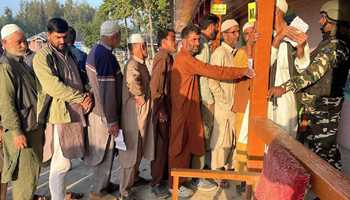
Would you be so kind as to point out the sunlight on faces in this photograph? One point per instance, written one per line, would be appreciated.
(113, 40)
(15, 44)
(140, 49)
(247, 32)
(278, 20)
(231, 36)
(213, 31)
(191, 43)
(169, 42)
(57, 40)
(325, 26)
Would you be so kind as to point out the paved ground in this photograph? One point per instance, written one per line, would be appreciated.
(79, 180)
--- --- ---
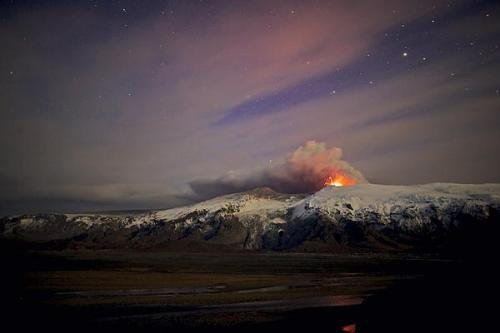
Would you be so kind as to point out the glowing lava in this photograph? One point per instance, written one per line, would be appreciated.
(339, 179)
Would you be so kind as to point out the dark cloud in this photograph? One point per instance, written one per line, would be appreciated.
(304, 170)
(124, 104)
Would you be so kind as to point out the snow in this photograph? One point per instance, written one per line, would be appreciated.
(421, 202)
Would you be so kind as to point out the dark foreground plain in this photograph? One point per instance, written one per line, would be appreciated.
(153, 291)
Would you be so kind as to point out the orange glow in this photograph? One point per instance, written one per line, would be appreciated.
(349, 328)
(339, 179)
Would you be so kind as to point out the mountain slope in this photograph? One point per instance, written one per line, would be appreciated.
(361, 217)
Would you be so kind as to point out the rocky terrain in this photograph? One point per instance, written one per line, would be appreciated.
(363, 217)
--- --- ---
§ **Goal**: Extract every line of the entries above that contains the word "photograph".

§ **Output of the exercise**:
Would you be so kind as to point out the sunlight on faces in this photograph? One point per instance, written one per line, would be appreciated.
Would you be so kind as to point out the paved ground in this photograph? One point per instance, written one per line, would be appreciated.
Would you be so kind as to point out the glowing lava in this photograph? One point per instance, written one per line, would be appreciated.
Would you be so kind as to point out the dark cloud in this photograph? One point per instance, written one per line, would be appreciated.
Would you be so kind as to point out the snow in this photograph? One point per instance, written one per line, would be appreciated.
Would you be so kind as to point out the dark foreground plain in this photograph? One point per instance, written one per line, would be appreciated.
Would you be so kind as to point out the orange glow in this photograph? One point per instance, written one per line, would be appreciated.
Would you be so kind as to point out the mountain slope in this photograph? One point per instance, written one per line, would be appreciated.
Would you be so kind as to point out the rocky terrain in this photograph? One point per instance, written one per line, would be appreciated.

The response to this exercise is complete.